[WHAT TO DO] Exact copy required. Repeat the records, but keep the pictures out.

[DATA LISTING]
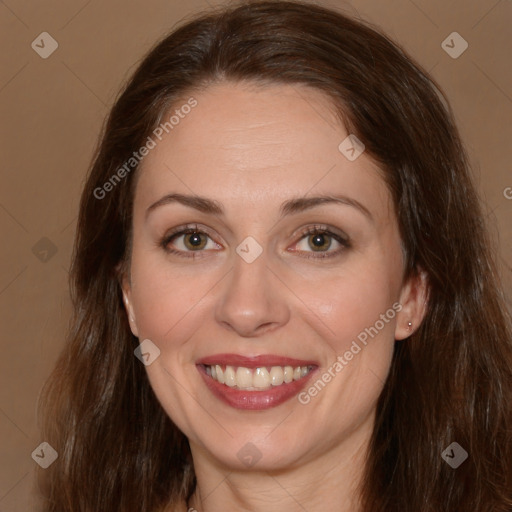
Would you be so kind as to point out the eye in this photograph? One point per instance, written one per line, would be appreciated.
(188, 239)
(320, 239)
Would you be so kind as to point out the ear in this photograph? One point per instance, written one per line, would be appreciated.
(126, 288)
(413, 299)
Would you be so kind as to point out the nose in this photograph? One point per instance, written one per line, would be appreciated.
(253, 300)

[EXERCISE RESULT]
Would you be so kind as to point out the eye in this photograph? One point per instance, written one per line, would be appreciated.
(188, 239)
(320, 239)
Would you be so kind as to point out the ear in this photograph? One point per instance, written one per line, would be appreciated.
(126, 288)
(413, 299)
Would you be so kind as to point out the nose in this photograph? One point per instance, written one per line, would be appreciated.
(253, 300)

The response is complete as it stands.